**** 本文

説明

有機ELドライバ用半導体装置

【課題】有機ELドライバを、半導体素子として高耐圧素子の使用を最小限に抑えて低電圧で高精度な素子を多用して構成することができ、チップ面積の縮小化、チップの低価格化および高精度化に対応することができる有機ELドライバ用半導体装置を提供する。
【解決手段】有機EL素子2と、有機EL素子2と電気的特性がほぼ同一の半導体素子3と、半導体素子3を駆動する電流源4と、半導体素子3の電圧を分圧した検出電圧VRを生成する抵抗10、11と、検出電圧VRに応じた駆動電圧VFELを有機EL素子に供給する昇圧回路14と、抵抗10、11に流れる電流を補填する補正回路13とを有する構成とすることにより、有機ELドライバの構成として、使用する半導体素子の耐圧を低く抑えることを可能とする。

********
**** 生データ

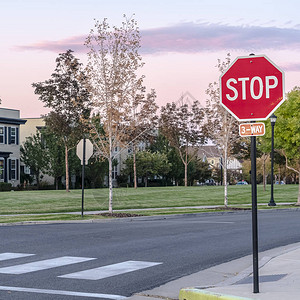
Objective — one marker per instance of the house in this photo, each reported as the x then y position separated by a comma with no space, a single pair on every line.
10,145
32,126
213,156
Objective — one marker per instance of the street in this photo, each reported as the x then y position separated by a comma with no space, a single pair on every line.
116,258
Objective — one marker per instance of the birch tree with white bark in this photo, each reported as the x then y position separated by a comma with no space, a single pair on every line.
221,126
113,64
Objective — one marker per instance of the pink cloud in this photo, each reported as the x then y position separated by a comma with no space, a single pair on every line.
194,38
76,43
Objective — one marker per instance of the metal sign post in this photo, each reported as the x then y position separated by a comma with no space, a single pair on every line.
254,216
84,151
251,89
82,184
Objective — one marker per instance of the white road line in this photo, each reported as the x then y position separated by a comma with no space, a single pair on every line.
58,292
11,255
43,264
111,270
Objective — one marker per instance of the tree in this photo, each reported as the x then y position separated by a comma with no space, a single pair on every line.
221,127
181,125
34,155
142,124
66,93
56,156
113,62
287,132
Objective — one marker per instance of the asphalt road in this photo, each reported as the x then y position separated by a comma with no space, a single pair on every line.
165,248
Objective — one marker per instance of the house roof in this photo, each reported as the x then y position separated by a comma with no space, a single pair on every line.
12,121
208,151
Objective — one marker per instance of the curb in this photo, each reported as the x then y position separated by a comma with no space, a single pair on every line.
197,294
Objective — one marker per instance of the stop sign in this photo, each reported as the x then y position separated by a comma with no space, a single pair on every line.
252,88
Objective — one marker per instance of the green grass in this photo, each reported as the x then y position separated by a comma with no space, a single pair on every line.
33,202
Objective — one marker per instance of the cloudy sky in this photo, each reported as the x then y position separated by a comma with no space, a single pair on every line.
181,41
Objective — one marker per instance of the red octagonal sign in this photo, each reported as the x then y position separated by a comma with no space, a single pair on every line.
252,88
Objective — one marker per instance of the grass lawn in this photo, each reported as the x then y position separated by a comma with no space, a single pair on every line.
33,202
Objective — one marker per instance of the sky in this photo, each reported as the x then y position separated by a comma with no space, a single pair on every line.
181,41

********
**** 生データ

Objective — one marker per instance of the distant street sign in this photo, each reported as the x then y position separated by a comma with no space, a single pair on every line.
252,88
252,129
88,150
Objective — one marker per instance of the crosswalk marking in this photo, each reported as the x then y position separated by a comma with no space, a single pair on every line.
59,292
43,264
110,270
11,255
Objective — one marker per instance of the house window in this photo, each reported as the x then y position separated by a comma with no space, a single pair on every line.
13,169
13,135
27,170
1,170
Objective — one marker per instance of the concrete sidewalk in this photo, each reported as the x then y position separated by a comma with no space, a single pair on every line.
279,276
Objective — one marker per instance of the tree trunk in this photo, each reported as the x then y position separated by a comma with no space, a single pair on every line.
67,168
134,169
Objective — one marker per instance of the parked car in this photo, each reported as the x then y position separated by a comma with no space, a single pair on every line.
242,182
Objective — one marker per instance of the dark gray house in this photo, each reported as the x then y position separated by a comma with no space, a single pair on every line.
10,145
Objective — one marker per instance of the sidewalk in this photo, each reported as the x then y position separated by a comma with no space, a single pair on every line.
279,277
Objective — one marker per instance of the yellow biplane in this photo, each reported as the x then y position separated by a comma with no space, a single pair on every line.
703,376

********

▶ [やってみよう]:
**A.** 有機ELドライバ用半導体装置の本文を読んで、次の問いに答えてください。
(i) 【課題】の部分で、縮小化に対応できるとされているのは何ですか。
(ii) 検出電圧VRは、何の電圧を分圧して作られますか。
(iii) 抵抗10、11に流れる電流を補填するのは何ですか。
**B.** 有機ELドライバ用半導体装置についての本文を、最後の文のあとから書き継いでください。

▶ [こたえ]:
**A.**
(i) チップ面積
(ii) 半導体素子3の電圧
(iii) 補正回路13

**B.**
【発明の詳細な説明】
【技術分野】
【0001】
本発明は、表示部に有機ELを用いた表示パネルにおいて有機EL表示部を駆動するための有機ELドライバ用半導体装置に関するものである。
【背景技術】
【0002】
近年、携帯電話等のモバイル機器分野において、従来の液晶に変わる表示パネルとして有機EL(エレクトロルミネッセンス)素子を用いた表示パネルが有望視されている。
しかし、上記の有機EL素子は、自発光素子であるので、駆動時間や周囲環境により電流輝度特性が変化(劣化)する。
【0003】
このような特性劣化を抑えるために、従来技術(例えば、特許文献1を参照)によれば、有機EL素子と電気的特性がほぼ同一の半導体素子を設け、半導体素子を有機EL素子の発光頻度に応じて駆動し、該半導体素子の特性変化を示す特性変化信号を発生させ、特性変化検出信号に応じた電流レベル又は電圧レベルの駆動信号を有機EL素子に供給する構成が開示されている。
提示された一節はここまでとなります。